* [Given task A] Can you quote the stretch of the article-cleaning notebook from "Note: the sample" through "show the output)"?
* [Given task B] What comes next in the article-cleaning notebook code? Write its continuation from the point where it stops.

In [26]:
import PyPDF2
import os
from constants import *
import string
import json
import re
from difflib import SequenceMatcher
from spacy_langdetect import LanguageDetector
from spacy.language import Language
import spacy

### Article Cleaning

Note: the sample cleanedArticles and rawArticles is only the first few article folders & the first 10 valid articles within those folders (I didnt wanna clog the repo but wanted to show the output)


In [27]:
# Check to see if the word "abstract" appears before the word "introduction" in an article
def isValidOrder(text: str):
    abstractFound = False
    for i in range(len(text)):
        if not abstractFound and 'abstract' in text[0:i]:
            abstractFound = True
        if 'introduction' in text[0:i]:
            if abstractFound:
                return True
            return False
        # references showing up before "abstract" and "introduction"

(Extracted data entries)
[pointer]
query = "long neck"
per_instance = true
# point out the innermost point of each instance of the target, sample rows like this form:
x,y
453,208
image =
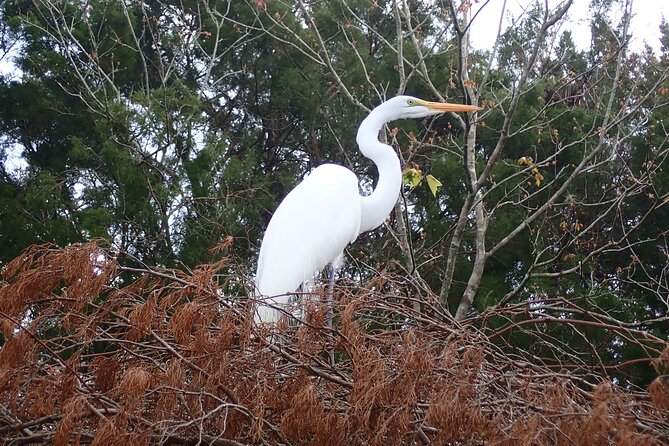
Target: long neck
x,y
377,206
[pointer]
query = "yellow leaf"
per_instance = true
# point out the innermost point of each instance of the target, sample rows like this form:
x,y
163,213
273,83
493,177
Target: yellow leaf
x,y
412,176
433,183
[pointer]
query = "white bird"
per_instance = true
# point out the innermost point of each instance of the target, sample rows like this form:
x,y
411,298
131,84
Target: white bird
x,y
325,212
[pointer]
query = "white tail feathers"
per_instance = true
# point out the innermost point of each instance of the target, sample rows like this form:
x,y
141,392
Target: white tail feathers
x,y
269,309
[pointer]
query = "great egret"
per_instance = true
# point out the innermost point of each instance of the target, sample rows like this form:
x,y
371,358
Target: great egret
x,y
325,212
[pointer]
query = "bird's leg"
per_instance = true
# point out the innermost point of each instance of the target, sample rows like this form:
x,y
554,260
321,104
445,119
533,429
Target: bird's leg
x,y
329,314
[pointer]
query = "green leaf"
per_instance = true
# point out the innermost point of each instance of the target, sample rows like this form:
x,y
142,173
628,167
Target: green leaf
x,y
433,183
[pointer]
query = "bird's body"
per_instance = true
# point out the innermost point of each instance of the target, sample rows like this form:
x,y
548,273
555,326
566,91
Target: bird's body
x,y
325,212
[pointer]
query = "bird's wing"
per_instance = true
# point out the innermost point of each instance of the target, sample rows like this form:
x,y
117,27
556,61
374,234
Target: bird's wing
x,y
310,228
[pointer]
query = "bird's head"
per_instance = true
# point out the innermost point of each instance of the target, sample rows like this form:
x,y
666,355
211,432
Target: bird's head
x,y
401,107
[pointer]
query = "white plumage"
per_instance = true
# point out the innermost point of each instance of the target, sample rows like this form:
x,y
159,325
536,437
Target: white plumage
x,y
325,212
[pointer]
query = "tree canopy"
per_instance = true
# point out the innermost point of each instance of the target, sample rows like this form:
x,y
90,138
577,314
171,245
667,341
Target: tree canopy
x,y
145,145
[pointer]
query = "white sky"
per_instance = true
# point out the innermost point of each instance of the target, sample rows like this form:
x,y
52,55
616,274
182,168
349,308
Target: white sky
x,y
646,18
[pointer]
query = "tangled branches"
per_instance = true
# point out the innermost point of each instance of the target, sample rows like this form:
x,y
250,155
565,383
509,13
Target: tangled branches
x,y
166,359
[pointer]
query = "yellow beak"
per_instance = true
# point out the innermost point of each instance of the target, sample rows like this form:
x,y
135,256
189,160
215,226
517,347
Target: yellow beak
x,y
446,107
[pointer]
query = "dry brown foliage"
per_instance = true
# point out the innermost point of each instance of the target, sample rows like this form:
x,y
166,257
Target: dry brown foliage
x,y
168,360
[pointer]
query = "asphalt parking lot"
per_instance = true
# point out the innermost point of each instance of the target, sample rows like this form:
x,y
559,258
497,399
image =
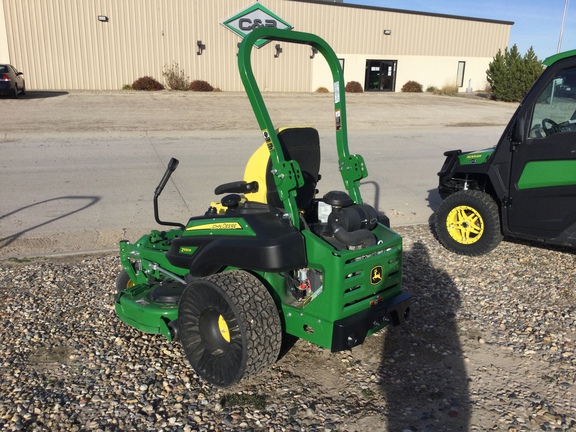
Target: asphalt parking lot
x,y
79,168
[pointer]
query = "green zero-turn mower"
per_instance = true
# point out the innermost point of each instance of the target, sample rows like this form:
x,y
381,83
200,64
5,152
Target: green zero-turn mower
x,y
270,258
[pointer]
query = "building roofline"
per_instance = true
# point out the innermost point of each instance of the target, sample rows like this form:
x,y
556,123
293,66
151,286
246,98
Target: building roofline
x,y
382,9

* [Output A]
Note: the sample cleanedArticles and rawArticles is only the first few article folders & the first 10 valid articles within those folders (I didnt wanna clog the repo but wanted to show the output)

* [Output B]
        if 'references' in text[0:i]:
            return False

In [None]:
def isEnglish(sentence: str):
    nlp = spacy.load('en')
    nlp.add_pipe(LanguageDetector(), name='language_detector', last=True)
    doc = nlp(sentence)
    detect_language = doc._.language
    if detect_language["language"] != 'en':
        return False
    return True

In [28]:

rootdir = 'articles'
validArticles = {}
for subdir, dirs, files in os.walk(rootdir):
    subdir = subdir.replace('\\', '')
    subdir = subdir.replace(f'{rootdir}', '')
    print('reading folder: ' + subdir)
    counter = 0
    for file in files:
        # im only taking the first 10 valid articles for each folder here so I can show input and output on github
        if counter == 10:
            break
        with open(f'{rootdir}/{subdir}/{file}', 'r', encoding='cp1252', errors='ignore') as f:
            text = " ".join(f.readlines())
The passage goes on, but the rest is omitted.